Records supplied:
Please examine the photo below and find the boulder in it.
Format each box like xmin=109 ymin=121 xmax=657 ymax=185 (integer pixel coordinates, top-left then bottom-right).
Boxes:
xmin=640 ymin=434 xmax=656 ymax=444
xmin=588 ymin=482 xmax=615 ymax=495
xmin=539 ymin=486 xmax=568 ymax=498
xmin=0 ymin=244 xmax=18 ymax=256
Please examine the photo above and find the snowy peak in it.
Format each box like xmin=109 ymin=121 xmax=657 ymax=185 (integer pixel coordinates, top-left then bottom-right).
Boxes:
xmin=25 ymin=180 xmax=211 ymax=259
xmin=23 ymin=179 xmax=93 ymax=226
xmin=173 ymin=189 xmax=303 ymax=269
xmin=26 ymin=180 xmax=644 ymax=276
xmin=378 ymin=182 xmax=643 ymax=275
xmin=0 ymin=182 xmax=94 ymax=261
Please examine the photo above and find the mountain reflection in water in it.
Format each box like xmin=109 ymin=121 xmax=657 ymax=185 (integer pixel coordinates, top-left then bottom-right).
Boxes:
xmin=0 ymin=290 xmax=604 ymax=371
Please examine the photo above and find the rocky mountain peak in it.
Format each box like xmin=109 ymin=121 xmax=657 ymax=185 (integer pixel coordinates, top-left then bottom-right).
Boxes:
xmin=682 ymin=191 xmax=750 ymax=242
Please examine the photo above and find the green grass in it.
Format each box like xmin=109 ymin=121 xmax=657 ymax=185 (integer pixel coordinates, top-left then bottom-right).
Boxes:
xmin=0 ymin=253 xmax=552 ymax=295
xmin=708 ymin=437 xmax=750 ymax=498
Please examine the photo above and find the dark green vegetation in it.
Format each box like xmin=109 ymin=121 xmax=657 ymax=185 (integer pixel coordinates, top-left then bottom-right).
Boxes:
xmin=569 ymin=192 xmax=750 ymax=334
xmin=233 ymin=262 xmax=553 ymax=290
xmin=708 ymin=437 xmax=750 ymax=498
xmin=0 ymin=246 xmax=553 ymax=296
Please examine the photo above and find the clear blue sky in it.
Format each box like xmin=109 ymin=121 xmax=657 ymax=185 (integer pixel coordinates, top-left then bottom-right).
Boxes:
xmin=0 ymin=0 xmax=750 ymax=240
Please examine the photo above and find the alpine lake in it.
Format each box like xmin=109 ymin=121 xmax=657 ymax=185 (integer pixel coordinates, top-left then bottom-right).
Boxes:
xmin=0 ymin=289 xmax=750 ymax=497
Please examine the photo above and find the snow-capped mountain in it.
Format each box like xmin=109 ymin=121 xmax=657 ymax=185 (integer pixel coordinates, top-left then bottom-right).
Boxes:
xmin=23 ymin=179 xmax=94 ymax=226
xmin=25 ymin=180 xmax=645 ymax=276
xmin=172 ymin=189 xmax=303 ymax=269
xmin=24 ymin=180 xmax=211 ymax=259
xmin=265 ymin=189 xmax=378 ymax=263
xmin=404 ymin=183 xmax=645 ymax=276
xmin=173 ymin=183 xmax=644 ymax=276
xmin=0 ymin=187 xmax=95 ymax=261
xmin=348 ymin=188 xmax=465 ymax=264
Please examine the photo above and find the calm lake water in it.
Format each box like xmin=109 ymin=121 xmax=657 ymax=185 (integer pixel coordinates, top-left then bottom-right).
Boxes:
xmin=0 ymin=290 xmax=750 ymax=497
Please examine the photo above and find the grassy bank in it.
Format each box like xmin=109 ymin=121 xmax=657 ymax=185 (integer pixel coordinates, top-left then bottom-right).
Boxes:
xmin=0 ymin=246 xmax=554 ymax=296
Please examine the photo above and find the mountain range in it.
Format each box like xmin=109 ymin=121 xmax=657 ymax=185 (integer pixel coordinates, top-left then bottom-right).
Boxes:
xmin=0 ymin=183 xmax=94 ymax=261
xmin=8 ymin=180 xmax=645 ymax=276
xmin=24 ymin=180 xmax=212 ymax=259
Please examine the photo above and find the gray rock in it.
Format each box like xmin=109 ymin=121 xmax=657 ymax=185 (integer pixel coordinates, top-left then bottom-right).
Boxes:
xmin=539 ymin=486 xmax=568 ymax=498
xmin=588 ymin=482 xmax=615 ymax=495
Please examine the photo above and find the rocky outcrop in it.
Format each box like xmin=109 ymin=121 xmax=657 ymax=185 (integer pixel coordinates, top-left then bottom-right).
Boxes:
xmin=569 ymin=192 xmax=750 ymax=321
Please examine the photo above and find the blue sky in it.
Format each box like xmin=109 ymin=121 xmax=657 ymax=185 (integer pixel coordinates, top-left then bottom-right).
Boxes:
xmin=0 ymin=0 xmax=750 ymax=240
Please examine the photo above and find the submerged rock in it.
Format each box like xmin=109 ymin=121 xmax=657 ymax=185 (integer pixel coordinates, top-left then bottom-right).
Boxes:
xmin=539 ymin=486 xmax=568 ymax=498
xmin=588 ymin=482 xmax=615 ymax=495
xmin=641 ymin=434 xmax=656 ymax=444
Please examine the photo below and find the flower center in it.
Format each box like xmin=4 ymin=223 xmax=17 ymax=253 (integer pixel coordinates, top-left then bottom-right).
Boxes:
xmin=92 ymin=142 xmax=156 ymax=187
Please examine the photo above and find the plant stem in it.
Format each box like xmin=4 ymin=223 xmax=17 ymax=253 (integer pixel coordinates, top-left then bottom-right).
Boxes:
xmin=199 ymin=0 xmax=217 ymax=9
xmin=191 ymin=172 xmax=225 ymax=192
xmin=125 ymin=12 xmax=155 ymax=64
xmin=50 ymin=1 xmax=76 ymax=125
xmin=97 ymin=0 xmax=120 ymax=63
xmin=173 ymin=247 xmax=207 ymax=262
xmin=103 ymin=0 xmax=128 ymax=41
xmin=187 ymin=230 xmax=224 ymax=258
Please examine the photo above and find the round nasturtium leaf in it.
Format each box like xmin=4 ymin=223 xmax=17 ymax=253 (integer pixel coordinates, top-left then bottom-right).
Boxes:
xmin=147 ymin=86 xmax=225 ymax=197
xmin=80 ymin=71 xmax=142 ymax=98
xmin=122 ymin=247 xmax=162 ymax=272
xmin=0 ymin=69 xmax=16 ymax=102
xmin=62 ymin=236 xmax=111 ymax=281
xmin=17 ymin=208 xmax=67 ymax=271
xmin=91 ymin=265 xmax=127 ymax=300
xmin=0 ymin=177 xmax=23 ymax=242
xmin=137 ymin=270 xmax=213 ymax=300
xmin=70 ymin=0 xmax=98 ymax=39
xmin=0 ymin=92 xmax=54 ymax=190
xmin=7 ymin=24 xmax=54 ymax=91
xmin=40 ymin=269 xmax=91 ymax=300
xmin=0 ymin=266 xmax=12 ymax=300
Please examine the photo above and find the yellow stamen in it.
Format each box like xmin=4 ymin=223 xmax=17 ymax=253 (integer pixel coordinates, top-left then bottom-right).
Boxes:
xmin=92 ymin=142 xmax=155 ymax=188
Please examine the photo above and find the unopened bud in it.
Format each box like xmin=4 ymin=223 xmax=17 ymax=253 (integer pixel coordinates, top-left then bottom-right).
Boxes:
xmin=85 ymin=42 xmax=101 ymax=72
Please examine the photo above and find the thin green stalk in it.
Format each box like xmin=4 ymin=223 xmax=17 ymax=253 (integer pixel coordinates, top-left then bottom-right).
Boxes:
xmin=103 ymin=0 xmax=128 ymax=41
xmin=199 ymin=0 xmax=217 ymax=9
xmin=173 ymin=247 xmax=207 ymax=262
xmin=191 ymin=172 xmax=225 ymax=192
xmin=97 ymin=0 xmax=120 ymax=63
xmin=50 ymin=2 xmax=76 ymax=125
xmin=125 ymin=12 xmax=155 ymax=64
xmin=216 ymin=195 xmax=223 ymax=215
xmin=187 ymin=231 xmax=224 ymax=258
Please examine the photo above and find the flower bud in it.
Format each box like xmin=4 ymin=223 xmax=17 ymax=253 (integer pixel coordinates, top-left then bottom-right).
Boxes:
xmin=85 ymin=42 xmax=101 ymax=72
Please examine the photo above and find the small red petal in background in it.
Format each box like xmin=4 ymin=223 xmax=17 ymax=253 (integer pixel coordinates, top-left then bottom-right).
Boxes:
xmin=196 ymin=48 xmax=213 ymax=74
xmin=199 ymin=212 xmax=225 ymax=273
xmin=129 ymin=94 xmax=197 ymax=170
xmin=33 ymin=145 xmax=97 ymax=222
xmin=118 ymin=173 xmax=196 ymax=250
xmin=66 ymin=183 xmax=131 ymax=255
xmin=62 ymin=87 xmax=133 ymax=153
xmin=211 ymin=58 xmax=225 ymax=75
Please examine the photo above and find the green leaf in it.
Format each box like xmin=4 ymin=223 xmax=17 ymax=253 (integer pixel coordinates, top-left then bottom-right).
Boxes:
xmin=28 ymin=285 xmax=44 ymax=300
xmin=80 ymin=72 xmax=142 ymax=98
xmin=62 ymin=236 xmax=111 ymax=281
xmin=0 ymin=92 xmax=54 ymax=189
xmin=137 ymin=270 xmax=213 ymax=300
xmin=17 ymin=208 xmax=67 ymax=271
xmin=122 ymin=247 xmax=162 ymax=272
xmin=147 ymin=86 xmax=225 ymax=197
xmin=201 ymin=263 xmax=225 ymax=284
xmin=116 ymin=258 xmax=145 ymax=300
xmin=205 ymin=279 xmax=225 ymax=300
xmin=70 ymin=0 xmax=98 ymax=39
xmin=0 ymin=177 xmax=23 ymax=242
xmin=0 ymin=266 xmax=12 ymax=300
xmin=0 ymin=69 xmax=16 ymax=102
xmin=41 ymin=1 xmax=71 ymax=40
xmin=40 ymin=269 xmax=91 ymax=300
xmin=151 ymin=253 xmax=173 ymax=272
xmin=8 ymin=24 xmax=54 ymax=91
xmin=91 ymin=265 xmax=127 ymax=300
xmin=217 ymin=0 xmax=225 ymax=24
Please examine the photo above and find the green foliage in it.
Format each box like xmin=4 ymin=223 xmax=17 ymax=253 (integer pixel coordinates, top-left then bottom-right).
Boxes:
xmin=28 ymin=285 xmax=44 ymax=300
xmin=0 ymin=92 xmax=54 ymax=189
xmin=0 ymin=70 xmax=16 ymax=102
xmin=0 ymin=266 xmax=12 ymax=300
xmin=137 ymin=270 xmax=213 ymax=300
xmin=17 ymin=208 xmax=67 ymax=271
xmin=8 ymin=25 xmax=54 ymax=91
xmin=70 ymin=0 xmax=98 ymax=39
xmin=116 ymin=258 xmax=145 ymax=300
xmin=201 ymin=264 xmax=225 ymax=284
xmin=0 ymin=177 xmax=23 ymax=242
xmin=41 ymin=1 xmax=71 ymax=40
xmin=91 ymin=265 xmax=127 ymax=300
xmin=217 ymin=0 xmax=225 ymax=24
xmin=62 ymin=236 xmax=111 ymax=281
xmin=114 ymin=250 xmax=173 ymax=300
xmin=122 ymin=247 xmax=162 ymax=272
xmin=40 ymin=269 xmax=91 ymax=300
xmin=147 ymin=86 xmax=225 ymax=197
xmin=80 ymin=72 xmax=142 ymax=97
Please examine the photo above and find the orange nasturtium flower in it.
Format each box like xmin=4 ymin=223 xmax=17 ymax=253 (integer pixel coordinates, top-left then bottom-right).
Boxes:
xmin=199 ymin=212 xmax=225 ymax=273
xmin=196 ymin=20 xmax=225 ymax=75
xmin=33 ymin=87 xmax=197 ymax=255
==
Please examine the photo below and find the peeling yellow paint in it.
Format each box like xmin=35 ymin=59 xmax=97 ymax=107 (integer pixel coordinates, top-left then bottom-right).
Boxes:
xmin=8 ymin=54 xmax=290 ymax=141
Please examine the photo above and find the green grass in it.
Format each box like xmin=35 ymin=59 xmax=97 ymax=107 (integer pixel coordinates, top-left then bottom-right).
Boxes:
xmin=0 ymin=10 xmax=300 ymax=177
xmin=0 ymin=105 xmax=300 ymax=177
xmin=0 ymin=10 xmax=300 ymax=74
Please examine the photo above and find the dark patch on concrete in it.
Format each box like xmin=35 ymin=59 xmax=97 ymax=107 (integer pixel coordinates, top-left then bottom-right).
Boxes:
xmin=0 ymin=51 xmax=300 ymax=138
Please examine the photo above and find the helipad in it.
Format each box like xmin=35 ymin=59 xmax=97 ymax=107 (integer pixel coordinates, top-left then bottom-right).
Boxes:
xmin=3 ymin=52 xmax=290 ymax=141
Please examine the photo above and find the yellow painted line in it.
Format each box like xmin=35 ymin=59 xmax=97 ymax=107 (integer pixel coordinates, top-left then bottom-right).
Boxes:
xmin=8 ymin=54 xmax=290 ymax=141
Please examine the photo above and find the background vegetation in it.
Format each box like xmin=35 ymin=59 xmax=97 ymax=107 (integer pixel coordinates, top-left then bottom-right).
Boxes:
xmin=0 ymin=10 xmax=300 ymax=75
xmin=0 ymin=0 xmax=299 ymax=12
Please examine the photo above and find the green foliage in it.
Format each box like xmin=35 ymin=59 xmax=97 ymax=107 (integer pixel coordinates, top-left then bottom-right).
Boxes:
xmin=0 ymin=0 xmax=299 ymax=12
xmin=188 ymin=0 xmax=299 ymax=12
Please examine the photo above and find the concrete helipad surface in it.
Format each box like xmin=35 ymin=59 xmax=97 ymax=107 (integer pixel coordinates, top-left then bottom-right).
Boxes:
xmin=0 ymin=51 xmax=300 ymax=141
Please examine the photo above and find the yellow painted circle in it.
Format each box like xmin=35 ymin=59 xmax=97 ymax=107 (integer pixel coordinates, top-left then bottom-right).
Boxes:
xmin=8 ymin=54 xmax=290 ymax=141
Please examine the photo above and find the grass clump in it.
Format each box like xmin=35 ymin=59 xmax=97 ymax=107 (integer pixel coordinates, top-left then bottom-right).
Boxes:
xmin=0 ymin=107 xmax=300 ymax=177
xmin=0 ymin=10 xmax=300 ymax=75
* * *
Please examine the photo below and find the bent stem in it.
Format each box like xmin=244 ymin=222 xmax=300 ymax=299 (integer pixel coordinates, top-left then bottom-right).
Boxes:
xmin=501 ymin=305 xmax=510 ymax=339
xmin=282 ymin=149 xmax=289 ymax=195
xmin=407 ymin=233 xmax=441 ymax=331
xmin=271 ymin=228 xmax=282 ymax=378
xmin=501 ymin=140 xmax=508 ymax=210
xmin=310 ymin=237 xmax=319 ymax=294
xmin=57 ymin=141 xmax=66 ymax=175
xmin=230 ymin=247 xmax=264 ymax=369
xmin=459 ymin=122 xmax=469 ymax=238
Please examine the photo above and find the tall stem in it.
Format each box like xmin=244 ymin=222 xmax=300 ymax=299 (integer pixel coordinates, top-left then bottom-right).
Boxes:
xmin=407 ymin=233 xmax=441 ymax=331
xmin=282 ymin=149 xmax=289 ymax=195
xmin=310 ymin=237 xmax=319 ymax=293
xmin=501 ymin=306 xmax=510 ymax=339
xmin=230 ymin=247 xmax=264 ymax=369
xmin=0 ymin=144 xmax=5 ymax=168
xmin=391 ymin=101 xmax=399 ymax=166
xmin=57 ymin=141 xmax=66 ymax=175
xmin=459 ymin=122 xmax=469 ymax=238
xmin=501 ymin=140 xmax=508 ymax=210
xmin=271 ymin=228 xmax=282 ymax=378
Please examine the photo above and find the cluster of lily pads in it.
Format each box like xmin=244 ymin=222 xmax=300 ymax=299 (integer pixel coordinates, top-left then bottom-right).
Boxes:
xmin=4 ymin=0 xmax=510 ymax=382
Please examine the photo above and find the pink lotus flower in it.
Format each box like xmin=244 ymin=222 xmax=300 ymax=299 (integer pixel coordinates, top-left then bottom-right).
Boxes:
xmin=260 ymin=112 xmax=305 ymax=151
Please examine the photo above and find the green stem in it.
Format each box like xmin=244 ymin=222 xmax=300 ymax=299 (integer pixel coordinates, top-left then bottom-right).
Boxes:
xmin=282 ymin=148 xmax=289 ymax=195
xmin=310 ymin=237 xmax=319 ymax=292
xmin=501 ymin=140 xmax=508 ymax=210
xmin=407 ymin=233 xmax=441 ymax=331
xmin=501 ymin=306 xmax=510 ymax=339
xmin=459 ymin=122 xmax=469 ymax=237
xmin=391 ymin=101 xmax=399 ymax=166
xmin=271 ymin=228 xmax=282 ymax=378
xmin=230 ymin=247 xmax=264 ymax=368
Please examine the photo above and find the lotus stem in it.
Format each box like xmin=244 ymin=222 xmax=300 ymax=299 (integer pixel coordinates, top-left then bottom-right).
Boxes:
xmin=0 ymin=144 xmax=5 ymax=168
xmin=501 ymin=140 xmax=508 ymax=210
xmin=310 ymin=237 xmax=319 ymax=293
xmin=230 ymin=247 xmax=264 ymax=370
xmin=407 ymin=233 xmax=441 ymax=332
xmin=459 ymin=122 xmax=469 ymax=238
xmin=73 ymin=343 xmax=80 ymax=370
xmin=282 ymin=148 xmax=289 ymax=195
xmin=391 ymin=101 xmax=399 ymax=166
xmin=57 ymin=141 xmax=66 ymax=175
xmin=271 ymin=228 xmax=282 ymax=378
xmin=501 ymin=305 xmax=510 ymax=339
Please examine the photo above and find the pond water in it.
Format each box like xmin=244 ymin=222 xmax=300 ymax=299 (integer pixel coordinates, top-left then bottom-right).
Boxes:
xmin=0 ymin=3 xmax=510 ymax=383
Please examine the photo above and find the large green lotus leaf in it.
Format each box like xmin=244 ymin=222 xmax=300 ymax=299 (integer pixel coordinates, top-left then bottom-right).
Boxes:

Directive: Reproduce, character for character, the lines of the records from the line containing "Please examine the photo above and find the submerged" up to and including the line containing "xmin=92 ymin=142 xmax=156 ymax=187".

Response below:
Please examine the photo above and find the submerged rock in it.
Format each box like xmin=109 ymin=121 xmax=657 ymax=185 (integer pixel coordinates, top-left then bottom-right).
Boxes:
xmin=539 ymin=486 xmax=568 ymax=498
xmin=588 ymin=482 xmax=615 ymax=495
xmin=641 ymin=434 xmax=656 ymax=444
Please examine the photo below and find the flower center in it.
Format each box like xmin=4 ymin=223 xmax=17 ymax=253 (integer pixel coordinates, top-left then bottom-right).
Boxes:
xmin=92 ymin=142 xmax=156 ymax=187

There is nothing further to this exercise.